### DIRECTIONS
Rewrite every entry below with "mask" swapped for "outline" wherever it occurs, changing nothing else, and omit the pictures from your answer.

### EXERCISE INPUTS
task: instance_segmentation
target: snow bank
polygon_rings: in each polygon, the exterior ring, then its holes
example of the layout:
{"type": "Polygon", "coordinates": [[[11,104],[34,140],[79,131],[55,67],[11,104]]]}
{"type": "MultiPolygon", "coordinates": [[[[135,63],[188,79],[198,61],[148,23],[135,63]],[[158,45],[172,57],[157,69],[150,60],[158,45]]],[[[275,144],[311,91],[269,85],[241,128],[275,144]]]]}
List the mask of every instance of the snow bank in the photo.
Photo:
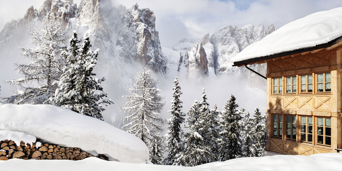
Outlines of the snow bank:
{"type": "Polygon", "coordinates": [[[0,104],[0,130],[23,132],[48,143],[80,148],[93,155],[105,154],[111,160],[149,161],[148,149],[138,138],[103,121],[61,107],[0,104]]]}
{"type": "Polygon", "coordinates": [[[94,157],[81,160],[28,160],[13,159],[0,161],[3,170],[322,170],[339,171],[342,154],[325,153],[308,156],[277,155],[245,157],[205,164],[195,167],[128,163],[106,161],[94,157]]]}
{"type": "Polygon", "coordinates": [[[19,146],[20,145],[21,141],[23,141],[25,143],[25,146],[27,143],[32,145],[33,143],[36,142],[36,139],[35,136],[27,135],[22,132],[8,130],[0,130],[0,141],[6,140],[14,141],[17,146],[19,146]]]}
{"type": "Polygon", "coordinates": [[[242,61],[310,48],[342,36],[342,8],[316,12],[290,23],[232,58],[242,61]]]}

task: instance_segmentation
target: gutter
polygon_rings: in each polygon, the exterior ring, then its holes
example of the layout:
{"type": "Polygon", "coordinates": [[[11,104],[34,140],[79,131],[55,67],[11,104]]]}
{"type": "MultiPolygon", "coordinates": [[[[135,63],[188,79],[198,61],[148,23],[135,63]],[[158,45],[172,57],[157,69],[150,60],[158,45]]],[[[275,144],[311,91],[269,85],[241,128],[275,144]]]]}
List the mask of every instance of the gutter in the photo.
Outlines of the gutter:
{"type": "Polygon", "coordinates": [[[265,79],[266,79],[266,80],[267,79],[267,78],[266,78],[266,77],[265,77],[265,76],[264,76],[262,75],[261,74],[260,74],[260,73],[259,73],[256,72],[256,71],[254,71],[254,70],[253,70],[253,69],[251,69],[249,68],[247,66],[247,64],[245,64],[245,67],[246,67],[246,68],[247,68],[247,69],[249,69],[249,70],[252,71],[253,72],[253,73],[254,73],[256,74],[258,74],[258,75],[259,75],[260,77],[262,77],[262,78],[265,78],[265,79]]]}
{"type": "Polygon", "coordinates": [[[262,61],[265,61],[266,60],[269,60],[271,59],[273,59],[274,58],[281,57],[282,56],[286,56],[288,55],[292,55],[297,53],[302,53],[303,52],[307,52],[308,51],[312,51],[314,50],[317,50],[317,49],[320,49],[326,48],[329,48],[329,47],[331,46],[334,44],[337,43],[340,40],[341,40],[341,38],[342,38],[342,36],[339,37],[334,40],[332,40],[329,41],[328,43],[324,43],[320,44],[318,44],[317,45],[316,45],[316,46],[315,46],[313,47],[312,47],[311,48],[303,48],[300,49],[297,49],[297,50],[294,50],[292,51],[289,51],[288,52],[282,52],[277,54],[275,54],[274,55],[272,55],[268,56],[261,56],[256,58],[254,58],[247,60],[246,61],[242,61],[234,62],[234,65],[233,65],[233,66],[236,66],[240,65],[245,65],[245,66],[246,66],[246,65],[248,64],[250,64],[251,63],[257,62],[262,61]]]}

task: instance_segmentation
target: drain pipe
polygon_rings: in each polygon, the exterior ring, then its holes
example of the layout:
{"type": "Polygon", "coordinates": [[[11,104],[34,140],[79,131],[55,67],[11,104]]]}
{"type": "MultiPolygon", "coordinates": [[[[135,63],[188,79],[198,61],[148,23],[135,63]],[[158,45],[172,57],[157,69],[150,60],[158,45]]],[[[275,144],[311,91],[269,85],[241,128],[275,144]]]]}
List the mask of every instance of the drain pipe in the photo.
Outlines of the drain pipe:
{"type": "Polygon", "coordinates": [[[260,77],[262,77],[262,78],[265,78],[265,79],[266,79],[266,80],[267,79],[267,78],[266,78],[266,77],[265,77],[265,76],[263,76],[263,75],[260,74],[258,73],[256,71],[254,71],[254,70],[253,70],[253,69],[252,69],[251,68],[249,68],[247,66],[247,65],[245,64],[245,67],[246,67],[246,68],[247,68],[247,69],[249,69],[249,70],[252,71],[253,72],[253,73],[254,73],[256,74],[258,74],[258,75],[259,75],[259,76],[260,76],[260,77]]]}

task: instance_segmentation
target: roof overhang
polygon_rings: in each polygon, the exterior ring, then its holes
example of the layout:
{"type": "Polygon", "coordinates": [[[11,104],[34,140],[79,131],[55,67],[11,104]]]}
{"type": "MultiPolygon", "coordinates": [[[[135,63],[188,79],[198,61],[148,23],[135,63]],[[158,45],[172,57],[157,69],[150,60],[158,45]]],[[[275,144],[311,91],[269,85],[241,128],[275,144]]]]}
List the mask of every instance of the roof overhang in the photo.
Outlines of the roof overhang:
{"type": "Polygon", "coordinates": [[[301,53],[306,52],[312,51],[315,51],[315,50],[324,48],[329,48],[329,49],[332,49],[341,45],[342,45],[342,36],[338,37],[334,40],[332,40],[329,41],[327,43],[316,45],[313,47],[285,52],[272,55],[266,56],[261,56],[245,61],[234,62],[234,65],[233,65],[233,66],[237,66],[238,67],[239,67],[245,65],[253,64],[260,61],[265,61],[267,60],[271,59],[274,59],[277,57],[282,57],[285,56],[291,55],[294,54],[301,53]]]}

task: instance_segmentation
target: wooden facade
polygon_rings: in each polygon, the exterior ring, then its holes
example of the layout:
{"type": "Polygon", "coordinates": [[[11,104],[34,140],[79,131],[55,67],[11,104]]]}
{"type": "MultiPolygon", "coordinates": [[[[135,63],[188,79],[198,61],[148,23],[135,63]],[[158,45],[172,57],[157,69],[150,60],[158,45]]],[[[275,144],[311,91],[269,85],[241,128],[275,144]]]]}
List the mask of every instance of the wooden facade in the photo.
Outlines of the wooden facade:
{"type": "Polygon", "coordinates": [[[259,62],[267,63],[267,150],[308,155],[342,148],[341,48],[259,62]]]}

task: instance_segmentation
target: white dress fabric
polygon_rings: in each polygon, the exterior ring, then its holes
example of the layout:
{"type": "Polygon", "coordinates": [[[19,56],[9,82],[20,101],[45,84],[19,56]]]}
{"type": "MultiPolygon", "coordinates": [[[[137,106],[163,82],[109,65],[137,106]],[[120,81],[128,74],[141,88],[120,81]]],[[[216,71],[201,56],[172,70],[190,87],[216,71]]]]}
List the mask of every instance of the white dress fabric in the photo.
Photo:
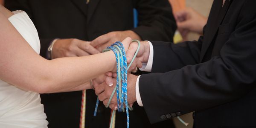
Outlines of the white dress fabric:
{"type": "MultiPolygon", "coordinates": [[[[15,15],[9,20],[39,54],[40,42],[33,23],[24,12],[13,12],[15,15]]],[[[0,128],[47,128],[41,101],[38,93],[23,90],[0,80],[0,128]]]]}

### RESPONSE TO THE EXERCISE
task: instance_segmentation
target: snow bank
polygon_rings: in each polygon, the exterior ring, then its holes
example of the layout:
{"type": "Polygon", "coordinates": [[[11,104],[34,140],[79,131],[55,67],[11,104]]]}
{"type": "MultiPolygon", "coordinates": [[[[135,63],[188,79],[198,61],[148,23],[135,63]],[[158,45],[172,57],[157,69],[150,60],[158,45]]],[[[275,144],[311,91],[269,85],[241,128],[275,144]]]]}
List the outline of every instance of the snow bank in the photo.
Photo:
Outlines of the snow bank:
{"type": "Polygon", "coordinates": [[[0,104],[0,130],[23,132],[48,143],[80,148],[93,155],[105,154],[111,160],[149,161],[148,149],[138,138],[103,121],[61,107],[0,104]]]}
{"type": "Polygon", "coordinates": [[[94,157],[81,160],[28,160],[13,159],[0,161],[3,170],[322,170],[339,171],[342,154],[325,153],[308,156],[277,155],[245,157],[205,164],[195,167],[128,163],[106,161],[94,157]]]}
{"type": "Polygon", "coordinates": [[[19,146],[20,145],[21,141],[23,141],[25,143],[25,146],[27,143],[32,145],[33,143],[36,142],[36,139],[35,136],[27,135],[22,132],[8,130],[0,130],[0,141],[6,140],[14,141],[17,146],[19,146]]]}
{"type": "Polygon", "coordinates": [[[242,61],[310,48],[342,36],[342,8],[316,12],[290,23],[232,58],[242,61]]]}

task: instance_segmentation
target: gutter
polygon_rings: in each polygon, the exterior ring, then its holes
example of the layout:
{"type": "Polygon", "coordinates": [[[11,104],[34,140],[79,131],[55,67],[11,104]]]}
{"type": "MultiPolygon", "coordinates": [[[[135,63],[188,79],[198,61],[148,23],[135,63]],[[158,45],[172,57],[157,69],[150,60],[158,45]]],[[[275,144],[311,91],[269,85],[241,128],[275,144]]]]}
List the outline of every instance of the gutter in the photo.
Outlines of the gutter:
{"type": "Polygon", "coordinates": [[[265,79],[266,79],[266,80],[267,79],[267,78],[266,78],[266,77],[265,77],[265,76],[264,76],[262,75],[261,74],[260,74],[260,73],[259,73],[256,72],[256,71],[254,71],[254,70],[253,70],[253,69],[251,69],[249,68],[247,66],[247,64],[245,64],[245,67],[246,67],[246,68],[247,68],[247,69],[249,69],[249,70],[252,71],[253,72],[253,73],[254,73],[256,74],[258,74],[258,75],[259,75],[260,77],[262,77],[262,78],[265,78],[265,79]]]}
{"type": "Polygon", "coordinates": [[[262,61],[265,61],[266,60],[269,60],[271,59],[273,59],[274,58],[281,57],[282,56],[286,56],[288,55],[292,55],[297,53],[302,53],[303,52],[307,52],[308,51],[312,51],[314,50],[317,50],[317,49],[320,49],[326,48],[329,48],[329,47],[331,46],[334,44],[337,43],[340,40],[341,40],[341,38],[342,38],[342,36],[339,37],[334,40],[332,40],[329,41],[328,43],[324,43],[320,44],[318,44],[317,45],[316,45],[316,46],[315,46],[313,47],[312,47],[311,48],[303,48],[300,49],[297,49],[297,50],[294,50],[292,51],[289,51],[288,52],[282,52],[277,54],[275,54],[274,55],[272,55],[268,56],[261,56],[256,58],[254,58],[247,60],[246,61],[242,61],[234,62],[234,65],[233,65],[233,66],[236,66],[240,65],[245,65],[245,66],[246,66],[246,65],[248,64],[250,64],[251,63],[257,62],[262,61]]]}

task: instance_segmentation
target: drain pipe
polygon_rings: in each polygon, the exterior ring, then its holes
example of the layout:
{"type": "Polygon", "coordinates": [[[11,104],[34,140],[79,131],[55,67],[11,104]]]}
{"type": "MultiPolygon", "coordinates": [[[[135,63],[188,79],[198,61],[148,23],[135,63]],[[158,45],[172,57],[157,69],[150,60],[158,45]]],[[[275,144],[311,91],[269,85],[241,128],[275,144]]]]}
List the outline of every instance of the drain pipe in the photo.
Outlines of the drain pipe:
{"type": "Polygon", "coordinates": [[[260,77],[262,77],[262,78],[265,78],[265,79],[266,79],[266,80],[267,79],[267,78],[266,78],[266,77],[265,77],[265,76],[263,76],[263,75],[260,74],[258,73],[256,71],[254,71],[254,70],[253,70],[253,69],[252,69],[251,68],[249,68],[247,66],[247,65],[245,64],[245,67],[246,67],[246,68],[247,68],[247,69],[249,69],[249,70],[252,71],[253,72],[253,73],[254,73],[256,74],[258,74],[258,75],[259,75],[259,76],[260,76],[260,77]]]}

task: instance_segmentation
target: roof overhang
polygon_rings: in each polygon, the exterior ring, then its holes
example of the layout:
{"type": "Polygon", "coordinates": [[[11,104],[34,140],[79,131],[55,67],[11,104]]]}
{"type": "MultiPolygon", "coordinates": [[[[135,63],[188,79],[198,61],[148,23],[135,63]],[[158,45],[172,57],[157,69],[150,60],[158,45]]],[[[275,144],[311,91],[269,85],[241,128],[275,144]]]]}
List the outline of every instance of the roof overhang in the photo.
Outlines of the roof overhang:
{"type": "Polygon", "coordinates": [[[301,53],[306,52],[312,51],[315,51],[315,50],[324,48],[329,48],[329,49],[332,49],[341,45],[342,45],[342,36],[338,37],[334,40],[332,40],[329,41],[327,43],[316,45],[313,47],[285,52],[272,55],[266,56],[261,56],[245,61],[234,62],[234,65],[233,65],[233,66],[237,66],[238,67],[239,67],[245,65],[253,64],[260,61],[265,61],[267,60],[271,59],[274,59],[277,57],[282,57],[285,56],[291,55],[294,54],[301,53]]]}

task: instance_segmentation
target: wooden facade
polygon_rings: in each polygon, the exterior ring, then its holes
example of the layout:
{"type": "Polygon", "coordinates": [[[11,104],[34,140],[79,131],[55,67],[11,104]]]}
{"type": "MultiPolygon", "coordinates": [[[[135,63],[188,79],[198,61],[148,23],[135,63]],[[158,45],[172,57],[157,69],[150,60],[158,45]]],[[[275,144],[311,91],[269,85],[241,128],[275,144]]]]}
List the outline of every instance of the wooden facade in the photo.
Outlines of the wooden facade:
{"type": "Polygon", "coordinates": [[[259,62],[267,63],[267,150],[308,155],[342,148],[341,48],[259,62]]]}

task: instance_segmentation
target: white dress fabric
polygon_rings: in each polygon, the exterior ring, then its holes
example of the layout:
{"type": "Polygon", "coordinates": [[[19,56],[9,82],[20,101],[45,84],[19,56]]]}
{"type": "MultiPolygon", "coordinates": [[[[137,106],[163,82],[109,65],[137,106]],[[120,81],[128,74],[141,88],[120,81]]],[[[216,71],[201,56],[172,70],[190,87],[216,71]]]]}
List the outline of every instance of the white dress fabric in the photo.
Photo:
Outlines of the white dress fabric:
{"type": "MultiPolygon", "coordinates": [[[[15,15],[9,20],[39,54],[40,42],[33,23],[24,12],[13,12],[15,15]]],[[[0,128],[47,128],[41,101],[38,93],[23,90],[0,80],[0,128]]]]}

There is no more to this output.